--- Begin AVAILABLE RECORDS ---
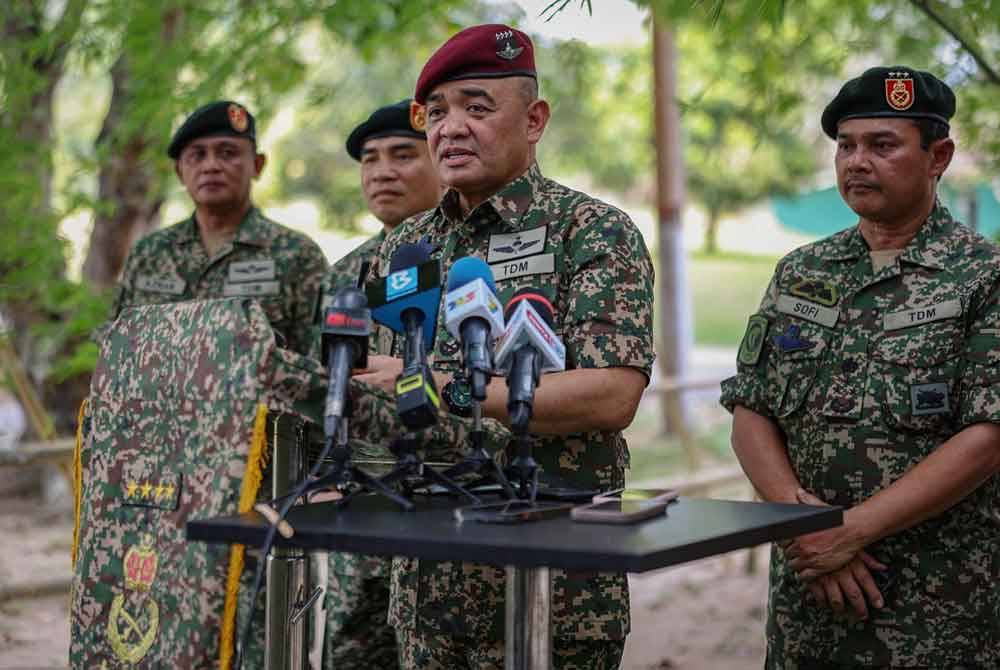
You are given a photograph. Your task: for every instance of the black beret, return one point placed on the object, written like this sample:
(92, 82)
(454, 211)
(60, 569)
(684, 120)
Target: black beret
--- End AVAILABLE RECORDS ---
**WHAT TO PRODUCE**
Format the listing above as a JSON array of strings, one string per line, with blank lines dropped. Leave the picture out of the array.

**THE COMPLETED TASK**
[
  "You are given a photograph. Your task: for every instance of the black beret, return one point placed on the object, written like this sample:",
  "(92, 82)",
  "(454, 211)",
  "(60, 569)",
  "(684, 120)",
  "Target: black beret"
]